- [Document section]:
## start

I am a BIG football fan and a Southernite (graduate of Southern University, Baton Rouge, LA). With that, I have to address your suggestion of changing the Bayou Classic date from both perspectives.
First, I am one of those die hard ball fans that is very much in the final stages of football withdrawal come August. Unfortunately, a Southern vs Grambling game would not do anything to satisfy my craving for football. The Classic is a football game yes-- a gridiron battle it is not. Adding to that, because both are Southwestern Athletic Conference (SWAC) teams, it matters not what time of year they play for a win by either team determines its standing in the SWAC. More importantly, the true competition at the Classic takes place the Friday night before the game at the Battle of the Bands and during the half time show of the game.
Bayou Classic is a true “classic” in that it’s a traditional rivalry between two schools that play each year both with stadiums of insufficient capacity to host attendees. If you are not an alum or student of one of the two HBCU's (Historically Black College or University) you really would not understand the significance of the game as a Classic or the time of year it takes place.

## end

- [Dataset section]:
## start

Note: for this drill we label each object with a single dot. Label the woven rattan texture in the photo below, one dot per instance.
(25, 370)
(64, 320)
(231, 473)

## end

- [Problems]:
1. According to the Bayou Classic piece, where does the true competition at the Classic take place?
2. Continue the piece about the Bayou Classic from the point where it stops.

- [Expected results]:
1. It takes place at the Battle of the Bands on the Friday night before the game and during the game's half time show.

2.
Its Thanksgiving holiday weekend schedule is imperative because it’s a reunion-more than a game. Generally most people have the Friday following Thanksgiving off from work. That allows for alumni to travel to New Orleans and partake in the weekend festivities. I live in New Orleans, just seven minutes from downtown and I check into a hotel the day after Thanksgiving and contribute to the sellouts during the Classic weekend annually.
The Classic is played at the right time of the year. It’s on the cusp of college bowl season. Most HBCU alumni won’t have the opportunity to see their school compete in a major bowl game. The Classic allows HBCU alum to attend a game that has the atmosphere and energy of a bowl game and visit the greatest city in all of America.